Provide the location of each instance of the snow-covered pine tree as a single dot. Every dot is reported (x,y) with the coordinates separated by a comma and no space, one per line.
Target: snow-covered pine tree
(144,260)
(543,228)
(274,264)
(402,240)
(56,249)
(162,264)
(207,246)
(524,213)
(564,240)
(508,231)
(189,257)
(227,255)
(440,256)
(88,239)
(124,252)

[Your task]
Recreate the full listing above precisely.

[Written response]
Provide the location of each instance of the snow-covered pine tree as a single dot. Every dot is reported (x,y) with the coordinates separated by a comma and no space, one per line.
Target: snow-covered pine tree
(144,260)
(543,228)
(274,264)
(402,240)
(56,249)
(162,264)
(207,246)
(524,213)
(564,240)
(508,231)
(189,257)
(227,255)
(440,256)
(88,239)
(124,252)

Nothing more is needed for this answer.